*** DATA FOR THIS TASK Section Begins ***
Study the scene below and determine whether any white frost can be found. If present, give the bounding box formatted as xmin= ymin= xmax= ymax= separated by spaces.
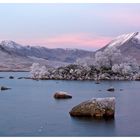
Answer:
xmin=0 ymin=40 xmax=23 ymax=49
xmin=107 ymin=32 xmax=138 ymax=48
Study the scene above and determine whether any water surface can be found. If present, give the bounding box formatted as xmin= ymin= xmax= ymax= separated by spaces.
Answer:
xmin=0 ymin=72 xmax=140 ymax=136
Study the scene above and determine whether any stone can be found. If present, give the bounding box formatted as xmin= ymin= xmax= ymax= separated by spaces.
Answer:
xmin=107 ymin=87 xmax=115 ymax=92
xmin=18 ymin=77 xmax=23 ymax=79
xmin=70 ymin=69 xmax=74 ymax=74
xmin=0 ymin=86 xmax=11 ymax=90
xmin=54 ymin=91 xmax=72 ymax=99
xmin=69 ymin=97 xmax=115 ymax=119
xmin=18 ymin=77 xmax=32 ymax=80
xmin=0 ymin=77 xmax=4 ymax=79
xmin=95 ymin=81 xmax=100 ymax=84
xmin=9 ymin=76 xmax=14 ymax=79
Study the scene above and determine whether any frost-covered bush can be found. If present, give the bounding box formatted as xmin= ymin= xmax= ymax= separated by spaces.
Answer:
xmin=123 ymin=56 xmax=139 ymax=73
xmin=94 ymin=51 xmax=109 ymax=69
xmin=30 ymin=63 xmax=41 ymax=78
xmin=94 ymin=47 xmax=139 ymax=78
xmin=30 ymin=46 xmax=140 ymax=80
xmin=112 ymin=63 xmax=132 ymax=75
xmin=112 ymin=57 xmax=139 ymax=76
xmin=30 ymin=63 xmax=49 ymax=79
xmin=94 ymin=47 xmax=122 ymax=69
xmin=75 ymin=57 xmax=95 ymax=67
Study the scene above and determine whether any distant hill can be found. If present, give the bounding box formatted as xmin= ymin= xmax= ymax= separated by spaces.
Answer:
xmin=0 ymin=40 xmax=94 ymax=71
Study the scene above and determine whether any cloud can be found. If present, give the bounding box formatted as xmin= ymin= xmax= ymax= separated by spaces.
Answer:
xmin=21 ymin=33 xmax=112 ymax=50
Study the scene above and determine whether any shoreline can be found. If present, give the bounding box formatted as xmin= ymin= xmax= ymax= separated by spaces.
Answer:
xmin=0 ymin=70 xmax=29 ymax=72
xmin=0 ymin=71 xmax=140 ymax=81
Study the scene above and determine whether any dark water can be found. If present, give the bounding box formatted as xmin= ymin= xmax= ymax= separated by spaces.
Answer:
xmin=0 ymin=72 xmax=140 ymax=136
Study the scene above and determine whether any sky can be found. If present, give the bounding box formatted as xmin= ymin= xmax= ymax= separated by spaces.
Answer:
xmin=0 ymin=3 xmax=140 ymax=51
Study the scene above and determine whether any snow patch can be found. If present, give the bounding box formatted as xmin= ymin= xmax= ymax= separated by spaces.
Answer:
xmin=0 ymin=40 xmax=23 ymax=49
xmin=107 ymin=32 xmax=139 ymax=48
xmin=133 ymin=33 xmax=140 ymax=44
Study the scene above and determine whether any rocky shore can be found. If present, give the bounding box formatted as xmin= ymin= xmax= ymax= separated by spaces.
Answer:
xmin=30 ymin=64 xmax=140 ymax=81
*** DATA FOR THIS TASK Section Ends ***
_AIM OF THE TASK_.
Transcribe all the entries precisely. Do not include any picture.

_EXERCISE RESULT_.
Study the scene below and determine whether any white frost can be found. If present, give the bounding box formatted as xmin= ymin= xmax= ymax= separated by spaces.
Answer:
xmin=0 ymin=40 xmax=23 ymax=49
xmin=107 ymin=32 xmax=138 ymax=48
Study the scene above and determine whether any water surface can be found. If present, give the bounding box formatted as xmin= ymin= xmax= ymax= separated by spaces.
Answer:
xmin=0 ymin=72 xmax=140 ymax=136
Study the scene above and determine whether any stone can be found. If present, give the bounding box formatted as xmin= ymin= xmax= ymax= separated by spaces.
Answer:
xmin=107 ymin=87 xmax=115 ymax=92
xmin=18 ymin=77 xmax=23 ymax=79
xmin=70 ymin=69 xmax=74 ymax=74
xmin=0 ymin=86 xmax=11 ymax=90
xmin=54 ymin=91 xmax=72 ymax=99
xmin=69 ymin=97 xmax=115 ymax=119
xmin=18 ymin=77 xmax=32 ymax=80
xmin=0 ymin=77 xmax=4 ymax=79
xmin=95 ymin=81 xmax=100 ymax=84
xmin=9 ymin=76 xmax=14 ymax=79
Study the scene above and determine whether any frost-covered bush can be found. If present, give the bounding box formatted as xmin= ymin= xmax= ymax= separated by spaces.
Answer:
xmin=123 ymin=56 xmax=139 ymax=73
xmin=94 ymin=51 xmax=109 ymax=69
xmin=30 ymin=63 xmax=41 ymax=78
xmin=94 ymin=47 xmax=139 ymax=78
xmin=30 ymin=46 xmax=140 ymax=80
xmin=112 ymin=63 xmax=132 ymax=75
xmin=112 ymin=57 xmax=139 ymax=76
xmin=30 ymin=63 xmax=49 ymax=79
xmin=94 ymin=47 xmax=122 ymax=69
xmin=75 ymin=57 xmax=95 ymax=67
Study the scene above and determine whether any distant hill can be found. If present, give the bounding box formatted as xmin= ymin= xmax= ymax= separated by spaces.
Answer:
xmin=0 ymin=40 xmax=94 ymax=71
Study the scene above and determine whether any cloud can be found. If present, give the bounding box formatted as xmin= ymin= xmax= ymax= separated by spaces.
Answer:
xmin=21 ymin=33 xmax=112 ymax=50
Study the scene above and determine whether any shoreline can be found. If present, give the bounding box formatted as xmin= ymin= xmax= ymax= separated by spaces.
Answer:
xmin=0 ymin=70 xmax=29 ymax=72
xmin=0 ymin=71 xmax=140 ymax=81
Study the scene above and determine whether any dark water can be found. If present, give the bounding box formatted as xmin= ymin= xmax= ymax= separated by spaces.
Answer:
xmin=0 ymin=72 xmax=140 ymax=136
Study the scene above and determine whether any sky can be found. If present, give the bounding box formatted as xmin= ymin= xmax= ymax= separated by spaces.
Answer:
xmin=0 ymin=3 xmax=140 ymax=51
Study the scene above and determine whether any snow patch can be found. If present, give the bounding box formatted as xmin= ymin= xmax= ymax= separated by spaces.
Answer:
xmin=0 ymin=40 xmax=23 ymax=49
xmin=107 ymin=32 xmax=139 ymax=48
xmin=133 ymin=33 xmax=140 ymax=44
Study the scene above and determine whether any rocky shore can be found. If present, give the bounding box formatted as xmin= ymin= xmax= ymax= separated by spaces.
Answer:
xmin=30 ymin=64 xmax=140 ymax=81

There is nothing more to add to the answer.